Required work: Copy out the material below, swapping every instance of "put a marker on" for "place a dot on". Leave everything else as it is.

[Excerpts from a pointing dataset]
* Start *

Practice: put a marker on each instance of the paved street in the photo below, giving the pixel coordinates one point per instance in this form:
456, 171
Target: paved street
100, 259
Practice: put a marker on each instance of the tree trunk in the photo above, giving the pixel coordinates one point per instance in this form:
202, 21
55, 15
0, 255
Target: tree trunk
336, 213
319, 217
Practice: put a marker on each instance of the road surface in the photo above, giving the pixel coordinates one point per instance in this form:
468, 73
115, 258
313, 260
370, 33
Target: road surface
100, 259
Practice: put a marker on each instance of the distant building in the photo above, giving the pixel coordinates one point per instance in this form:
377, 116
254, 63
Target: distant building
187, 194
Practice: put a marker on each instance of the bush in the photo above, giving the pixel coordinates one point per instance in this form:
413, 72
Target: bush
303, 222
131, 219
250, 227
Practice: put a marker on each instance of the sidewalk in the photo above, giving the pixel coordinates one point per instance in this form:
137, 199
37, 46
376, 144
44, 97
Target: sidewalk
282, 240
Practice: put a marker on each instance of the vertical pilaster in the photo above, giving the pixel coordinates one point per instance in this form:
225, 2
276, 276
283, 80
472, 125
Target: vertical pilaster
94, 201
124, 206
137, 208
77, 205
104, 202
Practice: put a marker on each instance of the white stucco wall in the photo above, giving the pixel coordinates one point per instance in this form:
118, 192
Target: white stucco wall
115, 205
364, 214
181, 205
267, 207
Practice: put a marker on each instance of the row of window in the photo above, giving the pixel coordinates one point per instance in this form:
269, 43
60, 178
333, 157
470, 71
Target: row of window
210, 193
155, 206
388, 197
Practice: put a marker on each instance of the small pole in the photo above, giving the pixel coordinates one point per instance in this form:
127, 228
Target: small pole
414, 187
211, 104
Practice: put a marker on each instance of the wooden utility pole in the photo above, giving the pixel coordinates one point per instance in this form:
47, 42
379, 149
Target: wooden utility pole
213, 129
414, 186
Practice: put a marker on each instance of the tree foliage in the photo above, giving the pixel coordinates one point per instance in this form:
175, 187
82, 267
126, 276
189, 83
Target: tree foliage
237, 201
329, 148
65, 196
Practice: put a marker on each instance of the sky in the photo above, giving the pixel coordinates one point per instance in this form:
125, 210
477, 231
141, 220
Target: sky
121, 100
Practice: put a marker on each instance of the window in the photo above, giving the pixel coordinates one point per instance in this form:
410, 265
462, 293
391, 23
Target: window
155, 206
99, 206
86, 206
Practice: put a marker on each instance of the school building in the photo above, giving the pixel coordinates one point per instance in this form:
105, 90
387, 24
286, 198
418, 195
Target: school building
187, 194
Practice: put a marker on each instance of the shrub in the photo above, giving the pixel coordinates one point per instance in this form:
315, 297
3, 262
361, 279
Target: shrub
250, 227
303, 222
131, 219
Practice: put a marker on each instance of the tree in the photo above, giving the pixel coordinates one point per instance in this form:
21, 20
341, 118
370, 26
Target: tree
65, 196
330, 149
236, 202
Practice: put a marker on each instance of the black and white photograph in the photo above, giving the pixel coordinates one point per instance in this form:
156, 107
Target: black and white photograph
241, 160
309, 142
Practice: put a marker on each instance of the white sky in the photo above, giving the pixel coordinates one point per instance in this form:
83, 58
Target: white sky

* End *

Complete response:
Practice: place a dot on each instance of the paved street in the photo below, giving the pixel coordinates one point per instance in this form:
456, 171
Target: paved street
100, 259
Practice: place a dot on each instance of the tree trunk in the photo above, giving the pixel coordinates one point per instance in this form:
202, 21
55, 15
0, 255
Target: tree trunk
336, 213
319, 217
Practice: place a dot on each instance of the road surface in the photo above, giving the pixel coordinates one point per instance in this form:
468, 73
115, 258
313, 260
370, 33
Target: road surface
100, 259
Practice: place a dot on each instance of the distant building in the photo above, giving the pixel coordinates one point per instance in this form:
377, 116
254, 63
Target: distant building
187, 194
Practice: place a dot on each instance of the bush in the photo above, giving the pixel coordinates one point per instance in this form:
413, 72
Target: bush
303, 222
131, 219
250, 227
Practice: place a dot on each instance of the sidewalk in the photo above, giving the pixel coordinates one point per instance in this form:
137, 199
37, 46
376, 144
44, 97
Target: sidewalk
282, 240
Practice: place a dot on each instance of the vertical pilaster in the photo above, giving the pixel coordinates one point per instance in this form:
225, 2
276, 276
283, 80
472, 125
Target: vertical pilaster
94, 201
124, 206
137, 208
77, 205
104, 202
Practice: place a dot on each instance of the white stucco wall in the photo above, giving the pixel coordinates one point per instance in this form:
118, 192
Target: white stucco wall
115, 205
364, 214
181, 205
267, 207
Practice: place a dot on each instance of the row of window in the photo above, giving the pixel coordinates one point per instance in this form:
269, 43
60, 178
333, 157
470, 71
Target: row of window
210, 193
155, 206
388, 197
Practice: place a dot on each instance of the small pole in the photo above, giving the pixel coordinates one point per instance in this form:
127, 228
Target: small pole
414, 187
211, 104
Practice: place a dot on each instance of the wooden utility pole in the photo above, giving the pixel coordinates one point per instance in this form:
47, 42
379, 149
Target: wooden utility pole
213, 129
414, 186
Practice: place a dot on each instance of the tree foliage in the photo above, giving the pixel coordinates one point per instance in this form:
175, 187
82, 267
126, 276
189, 83
Target: tree foliage
237, 201
329, 148
65, 196
Practice: place a dot on each instance of the sky in the photo above, giving the pixel coordinates one point per instance in this form:
125, 210
477, 231
141, 220
Target: sky
121, 100
Practice: place a dot on each instance of the window in the photo above, giving the pixel coordinates one point per instance in this form:
410, 265
462, 293
391, 23
Target: window
155, 206
99, 206
86, 206
Practice: place a dot on each instance of the school building in the photo above, giving the pixel coordinates one point per instance in this form:
105, 90
387, 24
286, 198
418, 195
Target: school building
187, 194
Practice: place a dot on each instance of the shrub in the photo above, giving the pixel coordinates one point per instance in this form:
315, 297
3, 262
361, 279
Target: shrub
250, 227
303, 222
131, 219
Practice: place a dot on each instance of the tree in the photo above, giving the pixel coordinates one point per instance in this form:
21, 20
341, 118
370, 26
Target: tree
65, 196
330, 149
236, 202
Practice: place a dot on each instance of the black and white photograph in the photo above, giving the pixel coordinates one point per instance in this form:
156, 107
Target: black and white photograph
241, 160
309, 142
Practice: place a dot on each instance of the white sky in the photo above, giving the pixel coordinates one point per instance in this form:
83, 58
Target: white sky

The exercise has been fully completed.